■ Entries supplied ■

-- Opening Marker --

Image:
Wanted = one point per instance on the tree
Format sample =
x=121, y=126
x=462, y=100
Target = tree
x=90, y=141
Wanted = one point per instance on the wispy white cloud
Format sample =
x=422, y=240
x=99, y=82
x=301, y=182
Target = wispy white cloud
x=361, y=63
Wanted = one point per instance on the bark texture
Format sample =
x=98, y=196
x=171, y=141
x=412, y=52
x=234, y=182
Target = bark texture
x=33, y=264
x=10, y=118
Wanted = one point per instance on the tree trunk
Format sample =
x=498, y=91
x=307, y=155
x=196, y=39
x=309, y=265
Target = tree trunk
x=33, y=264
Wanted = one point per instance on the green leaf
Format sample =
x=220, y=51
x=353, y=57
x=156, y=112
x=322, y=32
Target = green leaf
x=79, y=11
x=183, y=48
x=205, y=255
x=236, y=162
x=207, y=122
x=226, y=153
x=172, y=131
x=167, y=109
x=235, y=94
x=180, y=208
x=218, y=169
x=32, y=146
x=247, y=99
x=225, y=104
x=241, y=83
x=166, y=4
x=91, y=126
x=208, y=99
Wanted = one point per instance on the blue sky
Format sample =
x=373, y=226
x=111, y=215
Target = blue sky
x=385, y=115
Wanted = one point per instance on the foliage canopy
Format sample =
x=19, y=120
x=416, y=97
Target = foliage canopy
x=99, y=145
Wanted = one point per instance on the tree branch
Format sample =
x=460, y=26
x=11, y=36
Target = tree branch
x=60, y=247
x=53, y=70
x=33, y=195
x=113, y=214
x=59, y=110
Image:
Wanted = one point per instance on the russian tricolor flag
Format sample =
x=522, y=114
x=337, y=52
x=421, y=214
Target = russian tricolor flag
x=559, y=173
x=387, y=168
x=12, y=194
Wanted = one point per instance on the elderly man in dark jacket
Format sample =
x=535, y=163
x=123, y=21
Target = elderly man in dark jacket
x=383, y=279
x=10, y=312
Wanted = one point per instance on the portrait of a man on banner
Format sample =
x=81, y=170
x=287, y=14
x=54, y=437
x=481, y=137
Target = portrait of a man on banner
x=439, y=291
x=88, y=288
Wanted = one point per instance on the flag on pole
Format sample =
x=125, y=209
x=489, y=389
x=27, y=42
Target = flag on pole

-- Closing Marker --

■ Exercise goal ■
Please find all lines of the entries that hold the string "instance" and copy them.

■ Output for this task ■
Wanted = one point per instance on the tree
Wanted = one point per instance on the wispy white cloud
Wanted = one point per instance on the bark texture
Wanted = one point per instance on the tree trunk
Wanted = one point per instance on the green leaf
Wanted = one point per instance on the blue sky
Wanted = one point per instance on the foliage canopy
Wanted = one point per instance on the tree branch
Wanted = one point per instance on the russian tricolor flag
Wanted = one point per instance on the elderly man in dark jacket
Wanted = one point per instance on the portrait of a man on banner
Wanted = one point per instance on the flag on pole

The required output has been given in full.